◆ WORK TO BE COMPLETED ◆
Write out, word for word and in full, the forum thread below about finding a 1/16" carbide parting tool.

------ GIVEN TEXT

# 1/16" carbide parting tool



## jttheclockman (Jul 8, 2019)

Does anyone know of a 1/16" carbide parting tool??  I know easy tools makes a 1/8" with replaceable blades. But I am looking for thinner because I do not want to waste alot of material and need to part off quite abit of rings. Standard HSS tools need to be sharpened after each cut more or less. If this is not possible does anyone know where I can get a 1/16" carbide blade to make my own. ( my only thought was to get some dado blades) 

What do machinists use when parting thin stock with a metal lathe??  Could I adapt something to a wood lathe?? Thanks for the replys.


----------



## 1shootist (Jul 8, 2019)

I have this that I use with my metal lathe mostly, though I have used it with my pen turning aswell .  Not carbide but maybe it would work.









						Cut-Off Blade, P1, M2 HSS 1728
					

Cut-Off Tools 1728 This blade is size P1; High speed steel; Width: 1/16", Height: 1/2", Length: 4-1/2"; Our Lathe Cut-Off Blade is made with M2 high s...




					littlemachineshop.com


----------



## Dalecamino (Jul 8, 2019)

I ground a point on a hacksaw blade, to use with wood lathe turning. What Russ uses, on the metal lathe.


----------



## CHARLES STOPCZYNSKI (Jul 8, 2019)

Highlandwoodworking.com may still carry one.  Mine is stamped "CROWN" on the handle.  Has a handle a little larger than a putty knife, blade is wide like one as well, angled on the business end.  Works well.


----------



## rholiday (Jul 8, 2019)

Check out Craft Supplies






						Narrow Parting Tools By Ashley Isles, Crown, Henry Taylor And Sorby At Great Prices  | Craft Supplies USA
					

Shop for Narrow Parting Tools at Craft Supplies USA.  Along with Narrow Parting Tools, browse our full range of Hand Tools for woodturners in our Specialty Tools section.  We are the premier woodturning tool, equipment, and project kit supplier.

------------
------ COLLECTED MATERIAL

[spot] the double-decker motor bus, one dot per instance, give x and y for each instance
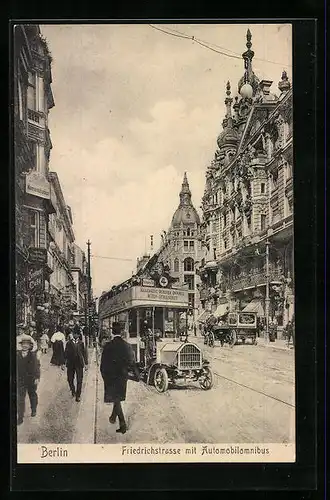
(141, 308)
(155, 320)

------------

◆ RESULT OF THE EXERCISE ◆
# 1/16" carbide parting tool



## jttheclockman (Jul 8, 2019)

Does anyone know of a 1/16" carbide parting tool??  I know easy tools makes a 1/8" with replaceable blades. But I am looking for thinner because I do not want to waste alot of material and need to part off quite abit of rings. Standard HSS tools need to be sharpened after each cut more or less. If this is not possible does anyone know where I can get a 1/16" carbide blade to make my own. ( my only thought was to get some dado blades) 

What do machinists use when parting thin stock with a metal lathe??  Could I adapt something to a wood lathe?? Thanks for the replys.


----------



## 1shootist (Jul 8, 2019)

I have this that I use with my metal lathe mostly, though I have used it with my pen turning aswell .  Not carbide but maybe it would work.









						Cut-Off Blade, P1, M2 HSS 1728
					

Cut-Off Tools 1728 This blade is size P1; High speed steel; Width: 1/16", Height: 1/2", Length: 4-1/2"; Our Lathe Cut-Off Blade is made with M2 high s...




					littlemachineshop.com


----------



## Dalecamino (Jul 8, 2019)

I ground a point on a hacksaw blade, to use with wood lathe turning. What Russ uses, on the metal lathe.


----------



## CHARLES STOPCZYNSKI (Jul 8, 2019)

Highlandwoodworking.com may still carry one.  Mine is stamped "CROWN" on the handle.  Has a handle a little larger than a putty knife, blade is wide like one as well, angled on the business end.  Works well.


----------



## rholiday (Jul 8, 2019)

Check out Craft Supplies






						Narrow Parting Tools By Ashley Isles, Crown, Henry Taylor And Sorby At Great Prices  | Craft Supplies USA
					

Shop for Narrow Parting Tools at Craft Supplies USA.  Along with Narrow Parting Tools, browse our full range of Hand Tools for woodturners in our Specialty Tools section.  We are the premier woodturning tool, equipment, and project kit supplier.